- [Activity]: Restate every entry word for word.

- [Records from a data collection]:
◇ ◇ ◇
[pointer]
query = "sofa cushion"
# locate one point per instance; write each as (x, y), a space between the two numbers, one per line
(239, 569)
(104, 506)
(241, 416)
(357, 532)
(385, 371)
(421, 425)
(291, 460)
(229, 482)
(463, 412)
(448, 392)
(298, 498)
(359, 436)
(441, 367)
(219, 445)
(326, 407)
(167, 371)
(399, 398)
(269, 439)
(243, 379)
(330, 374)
◇ ◇ ◇
- [Exercise response]:
[pointer]
query = "sofa cushion"
# locate one point per instance; write each as (x, y), a space between the two numbers, one per line
(239, 569)
(104, 506)
(241, 416)
(357, 532)
(385, 371)
(421, 425)
(291, 460)
(229, 482)
(463, 412)
(448, 392)
(298, 498)
(359, 436)
(441, 367)
(219, 445)
(326, 407)
(167, 371)
(399, 398)
(269, 439)
(243, 379)
(330, 374)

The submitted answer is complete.